Directions:
**1.** Update the anime style paper's passage between "Our method consists" and "the style encoder.", inclusive, replacing "style encoder" with "style embedding network".
**2.** Which works does the anime style paper cite by author and year? List each one once.

Anime Style Space Exploration Using Metric Learning and Generative Adversarial Networks
Deep learning-based style transfer between images has recently become a popular area of research. A common way of encoding “style” is through a feature representation based on the Gram matrix of features extracted by some pre-trained neural network or some other form of feature statistics. Such a definition is based on an arbitrary human decision and may not best capture what a style really is. In trying to gain a better understanding of “style”, we propose a metric learning-based method to explicitly encode the style of an artwork. In particular, our definition of style captures the differences between artists, as shown by classification performances, and such that the style representation can be interpreted, manipulated and visualized through style-conditioned image generation through a Generative Adversarial Network. We employ this method to explore the style space of anime portrait illustrations.
Anime Style Space Exploration Using Metric Learning and Generative Adversarial Networks
Sitao Xiang1 Hao Li1, 2, 3 1University of Southern California 2Pinscreen 3USC Institute for Creative Technologies email@example.com firstname.lastname@example.org
noticebox[b]Preprint. Work in progress.\end@float
There is an increasing interest in applying deep learning to visual arts, and neural image style transfer techniques pioneered by Gatys and coworkers Gatys et al. (2016) have revolutionized this area with compelling AI-driven artwork synthesis results. The simple idea of generating images by matching the convolutional features and their Gram matrices from one image to another has yield eye-catching results not only for artistic style transfer but also for producing photorealistic results from synthetic data. Numerous follow-up work have improved the visual fidelity of the output, the speed of image generation, and the handling of multiple styles. Another line of research was image-to-image translation Isola et al. (2017), of which style transfer can be though of as a special case of Generative Adversarial Networks.
While the visual quality of style transfer results keep improving, there has been relatively few research on understanding what really is a style in the context of neural synthesis. It seems to be a consensus that “style” loosely equals to “texture”. We feel that this decision may feel a bit arbitrary, and lacking a formal understanding of the underlying mechanism. Furthermore, while in existing studies, the representations of style is effective for neural networks, they are not intelligible to humans.
We present a different definition and representation for artistic styles in the context of deep learning for visual arts. We aim at a definition that is learned from artworks and not limited to textures, as well as a representation for images that separates style and content effectively, where the style can be interpreted by humans. Furthermore, we train a Generative Adversarial Networks conditioned on both style and content. Being an image generator, for which style and content can be independently controlled, it serves as a practical tool for style space visualization, as well as an alternative solution to style transfer.
Our method consists of these main steps:
We train a style encoder with metric learning techniques. The goal is to encode images into a style space, such that artworks by the same artist are closer, while artworks by different artists are further apart.
We then train a content encoder using a Variational Autoencoder. It should in particular not encode information already described by the style encoder.
Finally a Generative Adversarial Network is trained conditioned on both, style and content.
To demonstrate the effectiveness our method, we explore the style space of anime portrait illustrations from a custom dataset. This level of control is not possible using existing neural synthesis approaches.
2 Related Works
While researches of style transfer has long existed, of particular interest concerning the topic of this research are the deep neural network methods based on Gatys et al. (2016), in which the idea of representing style by the Gram matrices of convolutional features played a central role. Buiding on top of this, people have made improvements by replacing the costly optimization process with a feedforward network (e.g. in Johnson et al. (2016)), by having more control over target location, color and scale of style Gatys et al. (2017), etc. However, these improvements did not change the central idea of representing style by the Gram matrices.

Information shown:
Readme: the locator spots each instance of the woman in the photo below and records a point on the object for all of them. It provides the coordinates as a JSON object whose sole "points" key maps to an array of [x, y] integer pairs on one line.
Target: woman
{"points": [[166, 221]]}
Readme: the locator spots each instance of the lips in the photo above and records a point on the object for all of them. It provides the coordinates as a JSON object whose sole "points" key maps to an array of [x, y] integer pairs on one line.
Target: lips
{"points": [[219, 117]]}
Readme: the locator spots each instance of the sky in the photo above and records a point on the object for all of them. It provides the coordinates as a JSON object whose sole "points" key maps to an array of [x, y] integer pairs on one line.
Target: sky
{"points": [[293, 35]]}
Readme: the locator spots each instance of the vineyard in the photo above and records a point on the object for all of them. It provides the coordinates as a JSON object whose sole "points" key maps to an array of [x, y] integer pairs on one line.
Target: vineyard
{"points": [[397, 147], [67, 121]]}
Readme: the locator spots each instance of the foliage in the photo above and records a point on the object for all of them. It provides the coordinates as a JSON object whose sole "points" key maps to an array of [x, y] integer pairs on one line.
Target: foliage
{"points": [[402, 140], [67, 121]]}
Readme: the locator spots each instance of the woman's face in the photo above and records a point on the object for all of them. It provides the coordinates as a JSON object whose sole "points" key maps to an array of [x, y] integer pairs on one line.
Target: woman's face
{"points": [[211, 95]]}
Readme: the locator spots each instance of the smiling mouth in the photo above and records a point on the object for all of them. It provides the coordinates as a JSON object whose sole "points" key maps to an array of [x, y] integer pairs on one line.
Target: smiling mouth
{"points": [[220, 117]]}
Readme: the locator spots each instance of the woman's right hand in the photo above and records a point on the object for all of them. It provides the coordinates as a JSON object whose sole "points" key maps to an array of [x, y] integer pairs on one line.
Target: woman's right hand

Written answers:
**1.**
Our method consists of these main steps:
We train a style embedding network with metric learning techniques. The goal is to encode images into a style space, such that artworks by the same artist are closer, while artworks by different artists are further apart.
We then train a content encoder using a Variational Autoencoder. It should in particular not encode information already described by the style embedding network.

**2.**
- Gatys et al. (2016)
- Isola et al. (2017)
- Johnson et al. (2016)
- Gatys et al. (2017)